--- start ---

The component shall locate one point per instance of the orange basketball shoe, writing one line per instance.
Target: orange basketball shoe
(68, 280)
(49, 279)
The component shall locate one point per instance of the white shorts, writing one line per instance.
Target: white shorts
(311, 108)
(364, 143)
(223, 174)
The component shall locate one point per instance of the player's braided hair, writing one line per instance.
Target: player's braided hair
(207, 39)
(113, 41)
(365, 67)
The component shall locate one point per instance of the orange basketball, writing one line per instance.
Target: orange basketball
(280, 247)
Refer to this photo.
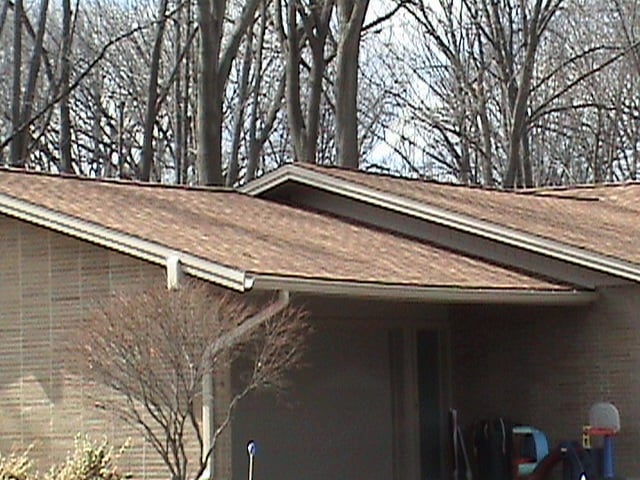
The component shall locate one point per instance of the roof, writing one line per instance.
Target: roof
(238, 240)
(593, 226)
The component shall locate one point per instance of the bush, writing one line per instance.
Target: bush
(17, 467)
(89, 461)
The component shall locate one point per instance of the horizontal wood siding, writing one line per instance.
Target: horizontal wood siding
(48, 282)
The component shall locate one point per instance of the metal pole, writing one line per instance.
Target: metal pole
(251, 450)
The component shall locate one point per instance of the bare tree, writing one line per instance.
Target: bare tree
(152, 94)
(351, 14)
(304, 24)
(155, 348)
(215, 65)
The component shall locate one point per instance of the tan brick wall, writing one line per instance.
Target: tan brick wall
(48, 282)
(547, 366)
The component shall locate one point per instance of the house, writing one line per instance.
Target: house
(425, 297)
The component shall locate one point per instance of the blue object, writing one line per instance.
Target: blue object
(251, 448)
(607, 457)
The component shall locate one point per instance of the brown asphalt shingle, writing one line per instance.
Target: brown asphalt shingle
(602, 219)
(259, 236)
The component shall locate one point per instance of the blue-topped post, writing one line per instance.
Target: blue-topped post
(251, 450)
(608, 455)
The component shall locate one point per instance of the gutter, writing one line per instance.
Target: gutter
(491, 231)
(371, 290)
(124, 243)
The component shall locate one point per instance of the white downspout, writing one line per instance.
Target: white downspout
(174, 278)
(208, 401)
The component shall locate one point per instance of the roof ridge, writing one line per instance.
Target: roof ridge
(326, 169)
(523, 191)
(127, 182)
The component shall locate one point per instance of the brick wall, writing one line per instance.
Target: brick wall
(547, 366)
(47, 283)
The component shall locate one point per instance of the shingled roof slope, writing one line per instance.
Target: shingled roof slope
(603, 219)
(256, 235)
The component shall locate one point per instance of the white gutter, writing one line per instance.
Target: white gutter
(370, 290)
(121, 242)
(440, 216)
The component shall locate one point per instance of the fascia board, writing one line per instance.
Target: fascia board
(121, 242)
(422, 293)
(491, 231)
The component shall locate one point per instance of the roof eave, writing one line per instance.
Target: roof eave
(491, 231)
(122, 242)
(442, 294)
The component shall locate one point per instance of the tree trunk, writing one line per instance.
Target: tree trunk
(32, 80)
(3, 15)
(304, 131)
(16, 148)
(351, 14)
(234, 162)
(152, 95)
(215, 66)
(65, 68)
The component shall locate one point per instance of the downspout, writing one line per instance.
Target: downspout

--- end ---

# WHAT THE TASK ASKS
Reproduce all of the material above word for word, leaving out the pictures.

# EXERCISE SOLUTION
The component shall locate one point per instance of the orange basketball shoe, writing one line per instance.
Target: orange basketball shoe
(68, 280)
(49, 279)
The component shall locate one point per instance of the white shorts, writing one line per instance.
Target: white shorts
(311, 108)
(364, 143)
(223, 174)
The component shall locate one point per instance of the player's braided hair, writing one line per instance.
Target: player's braided hair
(207, 39)
(113, 41)
(365, 67)
The component shall locate one point per instance of the orange basketball, writing one line per instance.
Target: orange basketball
(280, 247)
Refer to this photo.
The component shall locate one point per instance of the roof, writing one line per instance.
Target: roof
(238, 240)
(593, 226)
The component shall locate one point per instance of the bush, writing one line per instance.
Target: bush
(17, 467)
(89, 461)
The component shall locate one point per instance of the horizontal wood siding, writing one line per instance.
Target: horizontal wood siding
(48, 282)
The component shall locate one point per instance of the metal pole, writing one line per instance.
Target: metal pole
(251, 450)
The component shall locate one point per instance of the bare tree, writing one line per instance.
Target: bare tree
(152, 94)
(351, 14)
(304, 24)
(155, 348)
(215, 65)
The component shall locate one point per instance of the tan brick wall, writing one line per instance.
Target: tan brick wall
(48, 282)
(547, 366)
The component shall locate one point per instance of the house, writing one line per instance.
Target: house
(425, 297)
The component shall locate one point per instance of the blue object, writing one line per instance.
Target: blue object
(251, 448)
(607, 457)
The component shall locate one point per instance of the brown asphalt shingle, writing one line per instance.
Target: brown asphalt shingle
(602, 219)
(259, 236)
The component shall locate one point per instance of the blue-topped post, writing one line per instance.
Target: blue-topped post
(251, 450)
(608, 455)
The component shall locate one point per instance of the gutter, writing one line per instance.
Target: gutter
(491, 231)
(371, 290)
(124, 243)
The component shall locate one point per instance of the white downspout, writing one line per instance.
Target: white downspout
(174, 278)
(208, 401)
The component shall locate one point per instance of the roof ridge, writing one line per instance.
Target: roof ridge
(326, 169)
(523, 191)
(127, 182)
The component shall locate one point per instance of the brick wall, writing one line per instance.
Target: brick wall
(547, 366)
(47, 283)
The component shall locate one point per instance of the shingled roof slope, writing one line per instance.
Target: shingled roof slope
(603, 219)
(256, 235)
The component shall locate one point per instance of the white gutter, writing one line per instance.
Target: white gutter
(370, 290)
(121, 242)
(440, 216)
The component shall locate one point per instance of the fascia board, writing one line per instance.
Target: fascia board
(121, 242)
(422, 293)
(491, 231)
The component shall locate one point per instance of the roof eave, writing one line per instance.
Target: roof eave
(491, 231)
(122, 242)
(442, 294)
The component shall locate one point per instance of the tree trunk, writing one line per instance.
Target: tree trunk
(32, 80)
(3, 15)
(304, 131)
(16, 148)
(351, 14)
(234, 162)
(152, 95)
(215, 66)
(65, 68)
The component shall locate one point per instance of the downspout, writing one line per instance.
Target: downspout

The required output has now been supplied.